Collected data entries:
=-=-=

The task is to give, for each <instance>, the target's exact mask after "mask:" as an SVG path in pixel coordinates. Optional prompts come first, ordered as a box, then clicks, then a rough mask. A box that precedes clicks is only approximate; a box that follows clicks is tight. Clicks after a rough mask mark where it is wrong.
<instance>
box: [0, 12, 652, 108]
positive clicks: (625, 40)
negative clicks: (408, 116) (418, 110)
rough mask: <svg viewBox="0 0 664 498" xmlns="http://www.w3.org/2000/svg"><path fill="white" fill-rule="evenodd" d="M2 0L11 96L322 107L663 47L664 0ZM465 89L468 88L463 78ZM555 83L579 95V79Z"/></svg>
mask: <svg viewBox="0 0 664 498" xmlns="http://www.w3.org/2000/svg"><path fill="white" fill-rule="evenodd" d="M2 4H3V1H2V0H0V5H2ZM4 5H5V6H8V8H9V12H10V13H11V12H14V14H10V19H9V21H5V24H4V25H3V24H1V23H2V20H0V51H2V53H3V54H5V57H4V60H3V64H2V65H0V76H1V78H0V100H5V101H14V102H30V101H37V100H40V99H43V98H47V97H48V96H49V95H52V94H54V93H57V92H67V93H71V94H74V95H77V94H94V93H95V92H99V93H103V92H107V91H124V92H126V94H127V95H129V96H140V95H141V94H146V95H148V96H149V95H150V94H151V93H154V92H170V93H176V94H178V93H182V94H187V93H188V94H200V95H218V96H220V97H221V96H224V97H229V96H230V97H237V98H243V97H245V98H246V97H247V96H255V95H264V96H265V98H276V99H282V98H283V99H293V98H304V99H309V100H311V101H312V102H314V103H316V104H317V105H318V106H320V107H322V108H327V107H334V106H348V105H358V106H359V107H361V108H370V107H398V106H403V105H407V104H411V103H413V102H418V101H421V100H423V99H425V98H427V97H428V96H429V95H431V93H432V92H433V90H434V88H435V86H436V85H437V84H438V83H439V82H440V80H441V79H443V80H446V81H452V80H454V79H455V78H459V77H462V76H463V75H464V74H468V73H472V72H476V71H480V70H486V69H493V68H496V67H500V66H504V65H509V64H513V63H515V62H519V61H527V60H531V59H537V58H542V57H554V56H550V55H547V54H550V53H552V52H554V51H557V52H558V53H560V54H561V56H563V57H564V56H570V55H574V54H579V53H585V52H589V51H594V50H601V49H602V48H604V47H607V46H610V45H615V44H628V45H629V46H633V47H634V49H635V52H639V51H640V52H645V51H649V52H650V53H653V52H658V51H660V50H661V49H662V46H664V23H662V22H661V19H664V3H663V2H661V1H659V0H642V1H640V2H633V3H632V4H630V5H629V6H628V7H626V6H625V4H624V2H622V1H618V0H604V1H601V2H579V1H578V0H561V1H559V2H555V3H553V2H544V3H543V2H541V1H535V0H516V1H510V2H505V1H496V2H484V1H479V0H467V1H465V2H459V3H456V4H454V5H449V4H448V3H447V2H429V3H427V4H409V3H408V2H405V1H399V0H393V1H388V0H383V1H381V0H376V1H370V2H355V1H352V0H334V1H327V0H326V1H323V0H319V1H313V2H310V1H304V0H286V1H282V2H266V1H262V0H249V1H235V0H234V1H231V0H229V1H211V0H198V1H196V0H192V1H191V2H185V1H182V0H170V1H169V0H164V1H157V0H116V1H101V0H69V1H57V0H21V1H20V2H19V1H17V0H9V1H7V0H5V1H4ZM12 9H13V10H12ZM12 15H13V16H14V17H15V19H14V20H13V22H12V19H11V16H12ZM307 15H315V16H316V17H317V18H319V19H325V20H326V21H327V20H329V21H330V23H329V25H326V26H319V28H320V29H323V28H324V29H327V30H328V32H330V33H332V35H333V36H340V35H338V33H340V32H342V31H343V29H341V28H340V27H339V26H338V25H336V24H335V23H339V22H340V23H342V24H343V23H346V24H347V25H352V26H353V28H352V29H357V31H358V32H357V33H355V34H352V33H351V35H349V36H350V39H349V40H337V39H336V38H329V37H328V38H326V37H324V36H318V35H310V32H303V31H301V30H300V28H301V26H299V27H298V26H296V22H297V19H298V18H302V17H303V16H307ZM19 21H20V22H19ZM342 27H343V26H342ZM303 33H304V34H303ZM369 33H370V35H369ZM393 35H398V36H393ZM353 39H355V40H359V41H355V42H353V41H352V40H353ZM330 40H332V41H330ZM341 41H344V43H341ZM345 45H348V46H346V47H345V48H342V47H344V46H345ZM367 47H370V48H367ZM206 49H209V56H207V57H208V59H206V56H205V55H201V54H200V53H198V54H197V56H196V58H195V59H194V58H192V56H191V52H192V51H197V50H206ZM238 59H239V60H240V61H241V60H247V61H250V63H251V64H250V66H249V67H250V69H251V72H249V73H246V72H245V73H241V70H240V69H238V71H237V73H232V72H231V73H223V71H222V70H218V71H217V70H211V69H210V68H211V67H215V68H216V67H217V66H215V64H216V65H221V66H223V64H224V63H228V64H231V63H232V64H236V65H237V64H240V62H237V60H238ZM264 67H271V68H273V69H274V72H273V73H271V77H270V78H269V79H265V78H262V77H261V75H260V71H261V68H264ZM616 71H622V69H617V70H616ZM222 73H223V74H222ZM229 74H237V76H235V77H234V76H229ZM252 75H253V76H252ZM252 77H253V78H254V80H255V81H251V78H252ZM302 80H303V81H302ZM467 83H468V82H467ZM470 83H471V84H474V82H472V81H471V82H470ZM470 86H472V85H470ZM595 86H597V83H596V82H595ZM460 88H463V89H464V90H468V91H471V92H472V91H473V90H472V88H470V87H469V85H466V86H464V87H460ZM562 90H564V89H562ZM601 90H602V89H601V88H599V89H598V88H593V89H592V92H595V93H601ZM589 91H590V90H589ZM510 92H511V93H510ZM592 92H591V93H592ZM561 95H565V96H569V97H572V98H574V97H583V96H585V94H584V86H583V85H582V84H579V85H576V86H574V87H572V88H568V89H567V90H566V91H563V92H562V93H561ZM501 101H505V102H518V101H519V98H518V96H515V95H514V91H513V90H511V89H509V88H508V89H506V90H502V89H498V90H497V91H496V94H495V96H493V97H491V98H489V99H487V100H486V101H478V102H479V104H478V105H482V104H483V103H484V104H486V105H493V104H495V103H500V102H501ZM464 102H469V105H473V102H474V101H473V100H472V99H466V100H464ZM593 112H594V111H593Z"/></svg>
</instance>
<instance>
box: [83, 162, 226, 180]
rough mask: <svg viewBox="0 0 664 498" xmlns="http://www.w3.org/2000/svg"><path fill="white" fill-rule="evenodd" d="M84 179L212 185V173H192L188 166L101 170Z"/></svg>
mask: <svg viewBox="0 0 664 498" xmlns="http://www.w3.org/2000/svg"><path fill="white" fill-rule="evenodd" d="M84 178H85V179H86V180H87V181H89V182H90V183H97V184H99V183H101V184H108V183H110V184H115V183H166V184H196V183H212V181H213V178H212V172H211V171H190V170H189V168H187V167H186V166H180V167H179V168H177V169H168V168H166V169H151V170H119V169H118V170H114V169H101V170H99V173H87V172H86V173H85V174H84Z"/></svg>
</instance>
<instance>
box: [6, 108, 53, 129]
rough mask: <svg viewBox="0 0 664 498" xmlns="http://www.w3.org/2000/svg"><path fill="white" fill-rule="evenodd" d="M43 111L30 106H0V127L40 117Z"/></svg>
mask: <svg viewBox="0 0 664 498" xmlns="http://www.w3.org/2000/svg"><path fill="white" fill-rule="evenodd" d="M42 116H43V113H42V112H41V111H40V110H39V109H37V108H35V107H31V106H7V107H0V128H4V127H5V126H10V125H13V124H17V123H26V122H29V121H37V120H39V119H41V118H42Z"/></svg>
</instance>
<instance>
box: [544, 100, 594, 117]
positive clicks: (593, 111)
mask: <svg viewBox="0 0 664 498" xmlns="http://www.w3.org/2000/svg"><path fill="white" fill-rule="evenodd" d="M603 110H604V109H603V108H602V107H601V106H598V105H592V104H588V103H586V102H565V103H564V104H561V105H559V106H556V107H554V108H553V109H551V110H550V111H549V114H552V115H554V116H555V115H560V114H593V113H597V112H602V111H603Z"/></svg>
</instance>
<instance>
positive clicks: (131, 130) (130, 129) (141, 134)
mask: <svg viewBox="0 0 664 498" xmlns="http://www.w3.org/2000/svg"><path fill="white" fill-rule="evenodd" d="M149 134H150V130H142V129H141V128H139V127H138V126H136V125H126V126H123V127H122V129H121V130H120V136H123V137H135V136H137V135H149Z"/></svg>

=-=-=

What you have to do: Go to the line with "positive clicks: (625, 40)" in the entries above and repeat every line from there through the line with "negative clicks: (408, 116) (418, 110)", exactly and with no other text.

Written response:
positive clicks: (625, 40)
negative clicks: (408, 116) (418, 110)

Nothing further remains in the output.